-- Record extracts --
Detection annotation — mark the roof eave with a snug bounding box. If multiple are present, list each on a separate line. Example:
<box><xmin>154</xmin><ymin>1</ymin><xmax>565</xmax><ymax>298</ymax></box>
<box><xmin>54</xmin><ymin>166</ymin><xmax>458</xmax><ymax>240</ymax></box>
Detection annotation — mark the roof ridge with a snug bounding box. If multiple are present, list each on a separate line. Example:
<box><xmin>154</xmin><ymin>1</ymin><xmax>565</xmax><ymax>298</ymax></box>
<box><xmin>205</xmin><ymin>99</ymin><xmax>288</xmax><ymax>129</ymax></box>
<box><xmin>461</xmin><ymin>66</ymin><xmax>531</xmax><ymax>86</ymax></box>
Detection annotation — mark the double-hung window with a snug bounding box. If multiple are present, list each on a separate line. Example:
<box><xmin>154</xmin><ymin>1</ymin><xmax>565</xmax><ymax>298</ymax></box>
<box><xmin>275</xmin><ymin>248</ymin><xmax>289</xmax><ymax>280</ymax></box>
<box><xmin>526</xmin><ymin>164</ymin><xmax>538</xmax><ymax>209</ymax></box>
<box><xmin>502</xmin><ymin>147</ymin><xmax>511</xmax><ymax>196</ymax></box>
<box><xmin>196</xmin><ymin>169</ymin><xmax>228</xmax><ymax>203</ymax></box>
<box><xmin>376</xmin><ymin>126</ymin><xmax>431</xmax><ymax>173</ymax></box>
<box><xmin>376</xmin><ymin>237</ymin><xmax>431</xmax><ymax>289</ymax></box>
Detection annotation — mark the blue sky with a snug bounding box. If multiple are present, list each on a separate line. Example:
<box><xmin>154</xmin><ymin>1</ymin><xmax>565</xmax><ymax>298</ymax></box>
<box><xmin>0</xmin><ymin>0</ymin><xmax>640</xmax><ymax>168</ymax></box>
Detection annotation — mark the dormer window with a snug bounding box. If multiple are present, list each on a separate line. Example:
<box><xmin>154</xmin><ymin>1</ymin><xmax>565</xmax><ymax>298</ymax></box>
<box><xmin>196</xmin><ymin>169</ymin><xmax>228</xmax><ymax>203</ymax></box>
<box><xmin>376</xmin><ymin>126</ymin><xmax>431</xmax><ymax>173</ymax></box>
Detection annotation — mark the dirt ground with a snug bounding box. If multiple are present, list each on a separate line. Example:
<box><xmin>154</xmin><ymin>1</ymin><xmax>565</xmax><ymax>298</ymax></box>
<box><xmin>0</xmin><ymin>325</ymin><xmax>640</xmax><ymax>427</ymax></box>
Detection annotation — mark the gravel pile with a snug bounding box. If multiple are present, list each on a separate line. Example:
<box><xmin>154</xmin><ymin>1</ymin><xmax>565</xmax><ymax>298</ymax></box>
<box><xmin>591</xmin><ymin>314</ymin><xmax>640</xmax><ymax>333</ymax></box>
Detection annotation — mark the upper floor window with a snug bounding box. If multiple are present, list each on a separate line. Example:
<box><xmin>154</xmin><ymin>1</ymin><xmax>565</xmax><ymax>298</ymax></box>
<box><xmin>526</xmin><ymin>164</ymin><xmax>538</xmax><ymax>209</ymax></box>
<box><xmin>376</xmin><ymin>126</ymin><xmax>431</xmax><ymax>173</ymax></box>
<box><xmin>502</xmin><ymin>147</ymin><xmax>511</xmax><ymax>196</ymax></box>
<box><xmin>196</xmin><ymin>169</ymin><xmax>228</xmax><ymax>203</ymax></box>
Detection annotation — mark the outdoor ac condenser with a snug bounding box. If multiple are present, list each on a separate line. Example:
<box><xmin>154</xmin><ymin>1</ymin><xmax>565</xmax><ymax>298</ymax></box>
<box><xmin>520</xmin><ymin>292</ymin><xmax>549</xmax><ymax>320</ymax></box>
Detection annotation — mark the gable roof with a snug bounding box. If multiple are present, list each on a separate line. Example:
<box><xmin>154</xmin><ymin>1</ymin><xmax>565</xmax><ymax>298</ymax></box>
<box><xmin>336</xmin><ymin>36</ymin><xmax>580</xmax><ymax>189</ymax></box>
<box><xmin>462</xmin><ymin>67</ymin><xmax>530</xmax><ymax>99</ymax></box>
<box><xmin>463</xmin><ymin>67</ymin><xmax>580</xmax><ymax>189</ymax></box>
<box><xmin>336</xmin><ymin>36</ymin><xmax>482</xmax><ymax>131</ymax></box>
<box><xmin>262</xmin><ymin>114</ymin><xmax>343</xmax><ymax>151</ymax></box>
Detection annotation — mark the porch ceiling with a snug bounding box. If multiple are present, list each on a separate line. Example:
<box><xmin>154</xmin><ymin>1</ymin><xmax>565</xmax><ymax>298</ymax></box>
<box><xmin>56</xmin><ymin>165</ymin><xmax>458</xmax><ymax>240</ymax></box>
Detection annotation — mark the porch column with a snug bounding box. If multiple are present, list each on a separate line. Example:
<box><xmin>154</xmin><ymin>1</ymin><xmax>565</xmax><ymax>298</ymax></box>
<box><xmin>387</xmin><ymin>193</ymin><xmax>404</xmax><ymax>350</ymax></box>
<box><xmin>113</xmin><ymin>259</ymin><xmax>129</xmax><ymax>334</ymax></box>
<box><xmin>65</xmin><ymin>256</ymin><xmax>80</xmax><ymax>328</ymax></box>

-- The problem --
Select each line in the rows above that contains the word "mark".

-- Answer to this problem --
Detection annotation — mark the roof eave with a snug bounding box. If multiple are present, list each on a separate line. Example:
Detection annotation — mark the roof ridge with a snug bounding box. If multiple are present, list each on a separate line. Example:
Detection annotation — mark the double-hung window with a snug bounding box. If multiple are present, list each on a separate line. Example:
Detection annotation — mark the blue sky with a snug bounding box. If multiple are present, list each on a separate line. Example:
Detection annotation — mark the dormer window with a snug bounding box. If multiple are present, list each on a separate line. Example:
Detection annotation — mark the dirt ground with a snug bounding box. If multiple are present, list each on a separate line. Example:
Detection annotation — mark the gravel pile with a snug bounding box. If multiple are present, list each on a separate line. Example:
Detection annotation — mark the upper floor window with a snug bounding box. If multiple are present, list each on a separate line. Example:
Detection annotation — mark the outdoor ac condenser with a snug bounding box. If multiple are present, list each on a separate line. Example:
Detection annotation — mark the gable roof with a snug bounding box. If multiple are present, list each on a separate line. Example:
Detection annotation — mark the porch ceiling with a snug bounding box. If multiple are present, list each on a separate line. Example:
Detection annotation — mark the porch column with a snug bounding box. If multiple are present, list each on a separate line. Example:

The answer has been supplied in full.